- Consignes
1. Dans la critique du film de Jean-Pascal Hattu, à combien d'années de prison Vincent a-t-il été condamné ?
2. Poursuivez la critique du film de Jean-Pascal Hattu après sa dernière phrase.

- Extrait
>>
Le film de Jean-Pascal Hattu suit les errances d’un trio prisonnier. Qu’il soit physique ou non, l’enfermement des personnages est sobrement appuyé par la composition des plans qui les isolent ou les écrasent. Maïté se crée des habitudes pour tromper l’attente mais se perd en trompant son mari. Le trio Valérie Donzelli, Cyril Troley et Bruno Todeschini, tout en retenue et mutisme, donne au film la force de convaincre.
Avant la file d’attente le long d’un mur à la taille indéfinie, avant le parloir, il y a Maïté qui repasse des vêtements d’homme. Dans la manière de les plier, dans le geste avide et économe d’une vaporisation de parfum, l’absence se diffuse dans l’air. Maïté vit seule dans une maison un peu grande, dans un lit un peu vide. Vincent, son mari, est en prison pour sept ans. Visiblement, la rupture de la vie commune est assez récente mais cette femme longue et fine, au visage plutôt froid (Valérie Donzelli) ne se lamente pas. Elle a l’énergie d’une rage discrète qu’elle évacue entre la garde du fils d’une voisine et son mari ou à défaut le repassage de ses affaires.
<<
[Annotations de contours d'images]
>>
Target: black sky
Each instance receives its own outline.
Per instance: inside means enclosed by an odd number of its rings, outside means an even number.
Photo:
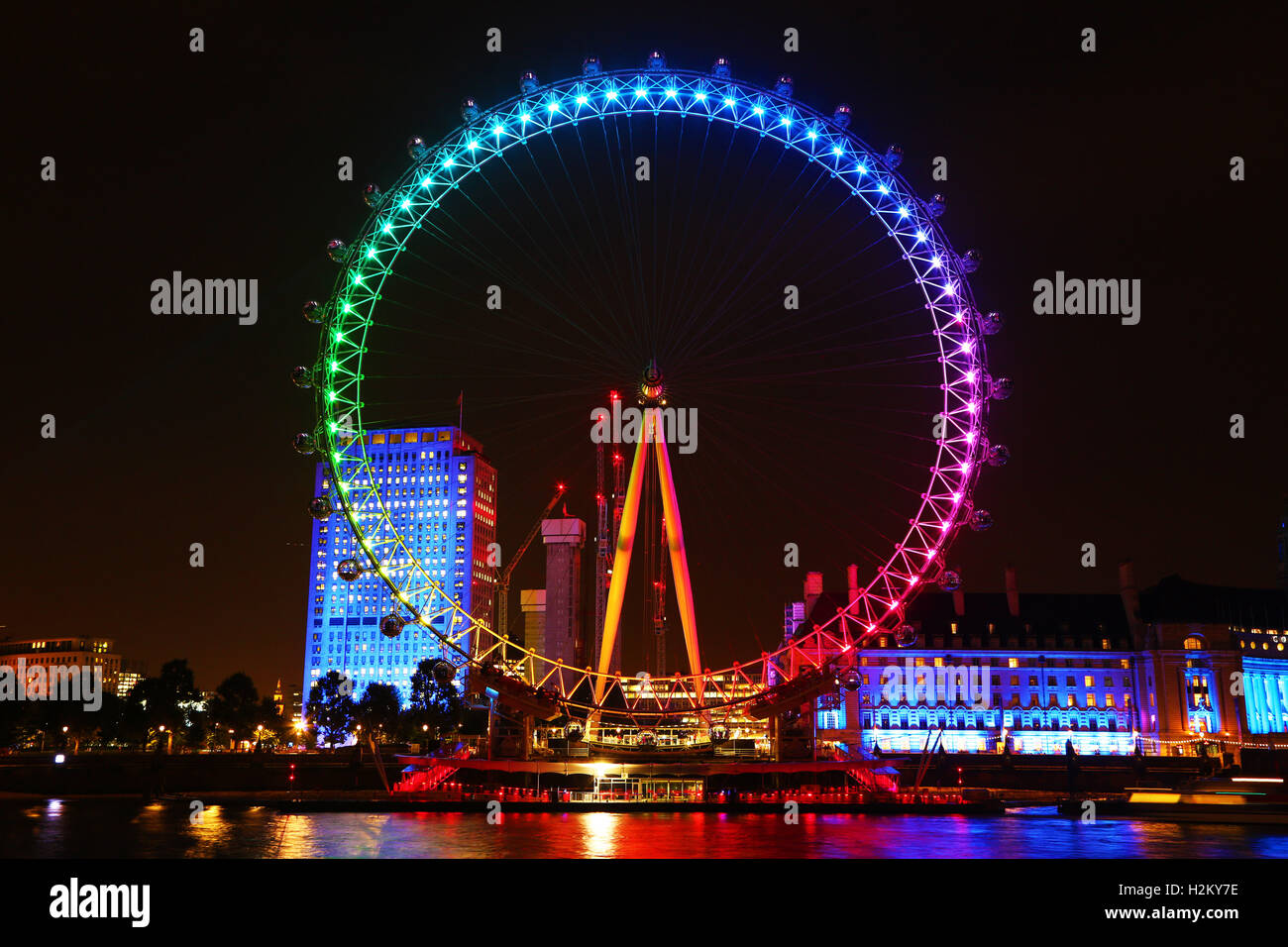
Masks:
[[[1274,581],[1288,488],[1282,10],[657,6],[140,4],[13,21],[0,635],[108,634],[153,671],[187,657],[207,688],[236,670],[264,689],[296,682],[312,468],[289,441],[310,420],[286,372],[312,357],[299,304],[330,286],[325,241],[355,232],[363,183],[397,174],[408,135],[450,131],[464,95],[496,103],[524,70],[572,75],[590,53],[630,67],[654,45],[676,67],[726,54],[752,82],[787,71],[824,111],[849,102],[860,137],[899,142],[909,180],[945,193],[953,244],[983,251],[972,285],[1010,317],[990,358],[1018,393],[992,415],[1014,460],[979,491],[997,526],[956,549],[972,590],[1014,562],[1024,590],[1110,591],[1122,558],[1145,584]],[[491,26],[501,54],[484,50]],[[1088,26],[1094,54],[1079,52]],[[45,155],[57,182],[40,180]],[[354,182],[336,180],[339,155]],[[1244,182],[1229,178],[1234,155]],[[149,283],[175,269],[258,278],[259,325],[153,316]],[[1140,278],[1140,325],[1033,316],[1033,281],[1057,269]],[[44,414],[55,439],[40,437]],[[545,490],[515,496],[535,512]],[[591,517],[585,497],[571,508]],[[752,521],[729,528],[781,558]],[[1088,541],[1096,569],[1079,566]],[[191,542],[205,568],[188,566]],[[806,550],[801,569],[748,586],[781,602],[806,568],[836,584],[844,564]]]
<<
- Réponses
1. Sept ans.

2.
7 ans est le premier long métrage de Jean-Pascal Hattu. Assistant-réalisateur de Téchiné sur Les Roseaux sauvages et Les Voleurs, il a ensuite réalisé quelques courts métrages et des films pour l’émission de documentaires Strip-Tease. C’est l’un d’eux (Gardez le sourire) qui l’inspirera pour 7 ans. On ne saura jamais ce qu’a fait Vincent pour écoper de cette peine, car l’intérêt n’est pas là. L’intérêt, c’est comment survivre à une telle période sans perdre l’autre ou se perdre soi-même.
Pour Maïté, préparer le linge de son mari, sentir son odeur et lui renvoyer la sienne est un rituel rassurant. Dans un premier temps, on pourrait presque voir sur le visage de Valérie Donzelli des expressions de plaisir dans l’accomplissement de ces tâches devenues plus que ménagères. Ce rituel donne un rythme à sa vie : le parloir deux fois par semaine et le reste à remplir, de souvenir et de travail. Même les visites de son amie Djamila (Nadia Kaci) correspondent aux horaires de gardes de son jeune fils. Il y a donc des enfermements et des rituels pour les combattre, parfois efficacement. Mais le temps pèse. Rapidement, les petites habitudes de Maïté changent imperceptiblement de statut. Il y a un certain poids dans ces répétitions que Jean-Pascal Hattu a l’habileté de faire passer dans le jeu de Valérie Donzelli et non dans la répétition outrancière de ces scènes.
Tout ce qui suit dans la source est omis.